WHAT YOU ARE ASKED TO DO:
Go through the material below and switch every "keypoint" to "marker", reproducing it otherwise unchanged.

GIVEN ENTRIES:

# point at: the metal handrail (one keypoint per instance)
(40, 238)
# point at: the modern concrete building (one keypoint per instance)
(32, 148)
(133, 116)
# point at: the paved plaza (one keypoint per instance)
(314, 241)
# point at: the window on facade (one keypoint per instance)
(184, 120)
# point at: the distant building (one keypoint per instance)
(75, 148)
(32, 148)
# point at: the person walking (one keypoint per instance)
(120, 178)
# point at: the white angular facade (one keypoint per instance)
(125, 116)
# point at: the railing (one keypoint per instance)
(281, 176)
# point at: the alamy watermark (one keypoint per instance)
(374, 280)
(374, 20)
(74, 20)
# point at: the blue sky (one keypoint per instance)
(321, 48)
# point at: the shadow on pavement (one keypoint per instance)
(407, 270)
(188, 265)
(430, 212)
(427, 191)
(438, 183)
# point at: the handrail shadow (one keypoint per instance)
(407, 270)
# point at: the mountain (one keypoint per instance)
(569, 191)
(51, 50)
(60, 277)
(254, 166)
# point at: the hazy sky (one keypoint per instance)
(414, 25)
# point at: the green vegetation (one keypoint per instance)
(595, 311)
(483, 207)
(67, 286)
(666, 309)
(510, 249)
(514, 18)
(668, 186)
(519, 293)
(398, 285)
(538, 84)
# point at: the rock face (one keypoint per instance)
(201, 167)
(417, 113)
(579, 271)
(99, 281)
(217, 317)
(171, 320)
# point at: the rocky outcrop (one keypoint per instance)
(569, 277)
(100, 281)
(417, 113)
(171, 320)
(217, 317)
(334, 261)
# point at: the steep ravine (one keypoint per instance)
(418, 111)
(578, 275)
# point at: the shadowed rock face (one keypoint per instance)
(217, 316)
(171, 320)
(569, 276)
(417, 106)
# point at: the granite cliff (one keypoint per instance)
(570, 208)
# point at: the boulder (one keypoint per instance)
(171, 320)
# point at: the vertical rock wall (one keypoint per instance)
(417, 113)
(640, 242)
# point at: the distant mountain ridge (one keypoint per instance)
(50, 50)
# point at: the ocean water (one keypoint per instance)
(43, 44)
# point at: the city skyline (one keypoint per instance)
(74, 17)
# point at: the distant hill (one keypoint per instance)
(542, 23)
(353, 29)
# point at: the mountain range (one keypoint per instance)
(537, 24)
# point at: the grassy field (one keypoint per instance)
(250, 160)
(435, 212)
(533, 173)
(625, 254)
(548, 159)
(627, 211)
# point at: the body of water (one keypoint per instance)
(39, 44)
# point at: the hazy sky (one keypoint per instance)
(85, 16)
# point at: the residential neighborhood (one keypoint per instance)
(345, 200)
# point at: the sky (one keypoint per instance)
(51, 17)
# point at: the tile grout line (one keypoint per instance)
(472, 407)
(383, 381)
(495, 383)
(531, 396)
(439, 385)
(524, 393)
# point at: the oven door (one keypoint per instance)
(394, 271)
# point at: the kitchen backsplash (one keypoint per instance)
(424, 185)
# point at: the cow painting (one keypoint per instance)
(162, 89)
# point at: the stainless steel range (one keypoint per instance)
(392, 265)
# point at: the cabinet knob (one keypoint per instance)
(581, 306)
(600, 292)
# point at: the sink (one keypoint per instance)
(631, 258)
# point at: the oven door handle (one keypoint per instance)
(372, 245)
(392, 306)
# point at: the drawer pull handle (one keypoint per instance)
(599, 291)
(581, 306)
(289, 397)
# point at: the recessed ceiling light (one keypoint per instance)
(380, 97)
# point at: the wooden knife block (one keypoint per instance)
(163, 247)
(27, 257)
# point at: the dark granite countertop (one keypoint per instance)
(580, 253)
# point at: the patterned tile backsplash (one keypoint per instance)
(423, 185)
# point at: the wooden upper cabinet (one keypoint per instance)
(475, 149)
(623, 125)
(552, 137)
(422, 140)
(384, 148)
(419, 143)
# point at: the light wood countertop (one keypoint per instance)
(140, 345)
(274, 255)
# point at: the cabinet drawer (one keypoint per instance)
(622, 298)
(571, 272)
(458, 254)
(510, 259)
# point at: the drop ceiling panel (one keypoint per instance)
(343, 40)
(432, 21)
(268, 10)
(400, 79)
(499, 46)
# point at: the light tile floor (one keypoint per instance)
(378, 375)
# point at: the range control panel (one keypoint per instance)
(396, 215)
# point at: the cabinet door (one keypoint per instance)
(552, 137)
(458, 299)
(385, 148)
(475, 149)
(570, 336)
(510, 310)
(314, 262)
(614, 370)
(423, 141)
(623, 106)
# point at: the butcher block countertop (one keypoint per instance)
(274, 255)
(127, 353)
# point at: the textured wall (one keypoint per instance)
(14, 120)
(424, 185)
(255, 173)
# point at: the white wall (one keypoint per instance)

OUTPUT OF THE EXERCISE:
# point at: the metal handrail (one marker per instance)
(40, 238)
# point at: the modern concrete building (one marker per instance)
(32, 148)
(133, 116)
# point at: the paved plaza (one marker per instance)
(314, 241)
# point at: the window on facade (one marker per instance)
(184, 120)
# point at: the distant building (one marker per instance)
(75, 148)
(32, 148)
# point at: the person walking (one marker per instance)
(120, 178)
# point at: the white angular facade (one marker per instance)
(125, 116)
# point at: the railing (one marker per instance)
(281, 176)
# point at: the alamy watermark (one marker per instance)
(374, 280)
(374, 20)
(74, 20)
# point at: the blue sky (one marker per instance)
(321, 48)
# point at: the shadow on pavement (one marker per instance)
(407, 270)
(188, 265)
(430, 212)
(427, 191)
(438, 183)
# point at: the handrail shadow (one marker per instance)
(407, 270)
# point at: the mountain (one marker per instance)
(569, 191)
(51, 50)
(60, 277)
(254, 166)
# point at: the hazy sky (one marker per instance)
(414, 25)
# point at: the green vegetation (one marker per instance)
(595, 311)
(483, 207)
(67, 286)
(666, 309)
(510, 249)
(514, 18)
(668, 186)
(519, 293)
(398, 285)
(538, 84)
# point at: the rock face (one marker per instance)
(201, 167)
(417, 113)
(579, 271)
(99, 281)
(217, 317)
(171, 320)
# point at: the rocky outcrop (one marker per instance)
(569, 277)
(100, 281)
(417, 113)
(171, 320)
(217, 317)
(334, 261)
# point at: the steep ravine (one marker per instance)
(418, 111)
(578, 275)
# point at: the shadowed rock face (one marker per instance)
(217, 316)
(171, 320)
(569, 276)
(417, 106)
# point at: the granite cliff (one marker per instance)
(570, 208)
# point at: the boulder (one marker per instance)
(171, 320)
# point at: the vertical rock wall (one marker per instance)
(417, 113)
(640, 242)
# point at: the distant mountain ridge (one marker per instance)
(50, 50)
# point at: the ocean water (one marker per instance)
(43, 44)
# point at: the city skyline (one marker per instance)
(74, 17)
# point at: the distant hill (one marker per instance)
(542, 23)
(353, 29)
# point at: the mountain range (one marker per instance)
(537, 24)
# point at: the grassy field (one marker per instance)
(250, 160)
(435, 212)
(533, 173)
(625, 254)
(548, 159)
(627, 211)
# point at: the body of water (one marker per instance)
(39, 44)
# point at: the hazy sky (one marker per instance)
(85, 16)
# point at: the residential neighborhood (one marker per instance)
(345, 200)
# point at: the sky (one marker per instance)
(51, 17)
# point at: the tile grout line (one marker per instance)
(472, 407)
(383, 381)
(495, 383)
(531, 396)
(439, 385)
(524, 393)
# point at: the oven door (one marker per instance)
(394, 271)
# point at: the kitchen backsplash (one marker per instance)
(424, 185)
# point at: the cow painting (one marker per instance)
(162, 89)
# point at: the stainless steel range (one marker per instance)
(392, 265)
# point at: the cabinet knob (one marker per instance)
(581, 306)
(600, 292)
# point at: the sink (one marker per instance)
(631, 258)
# point at: the oven door handle (one marker per instance)
(372, 245)
(392, 306)
# point at: the drawer pull handle (one marker per instance)
(599, 291)
(581, 306)
(289, 397)
# point at: the recessed ceiling light (one marker per instance)
(380, 97)
# point at: the wooden knife block (one marker per instance)
(163, 247)
(27, 257)
# point at: the dark granite countertop (one marker per instance)
(580, 253)
# point at: the patterned tile backsplash (one marker per instance)
(423, 185)
# point at: the wooden upper cabinet (one marker per instance)
(475, 149)
(623, 125)
(552, 137)
(422, 140)
(384, 148)
(419, 143)
# point at: the light wood countertop (one marker per instance)
(140, 345)
(274, 255)
# point at: the cabinet drawer (one marker per instance)
(622, 298)
(571, 272)
(458, 254)
(510, 259)
# point at: the drop ceiling panel (one marker per instance)
(343, 40)
(432, 21)
(268, 10)
(400, 79)
(499, 46)
# point at: the light tile floor (one marker per instance)
(378, 375)
# point at: the range control panel (one marker per instance)
(396, 215)
# point at: the cabinet door (one marker per instance)
(552, 137)
(458, 299)
(385, 148)
(475, 149)
(570, 336)
(510, 310)
(314, 262)
(614, 370)
(423, 141)
(623, 106)
# point at: the butcher block countertop (one marker per instance)
(274, 255)
(127, 353)
# point at: the textured wall (one marker per instance)
(14, 120)
(424, 185)
(255, 173)
# point at: the white wall (one marker per instance)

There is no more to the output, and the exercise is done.